Exercise requirements
Update the records below so that every "sneaker" reads "running shoe", leaving everything else the same.

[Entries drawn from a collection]
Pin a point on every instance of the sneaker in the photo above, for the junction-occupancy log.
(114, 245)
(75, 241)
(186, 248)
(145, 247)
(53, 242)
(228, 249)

Solved exercise
Pin a point on every instance of the running shoe in the photo above, for the junction-occupancy log.
(114, 245)
(75, 241)
(186, 248)
(145, 247)
(53, 242)
(228, 249)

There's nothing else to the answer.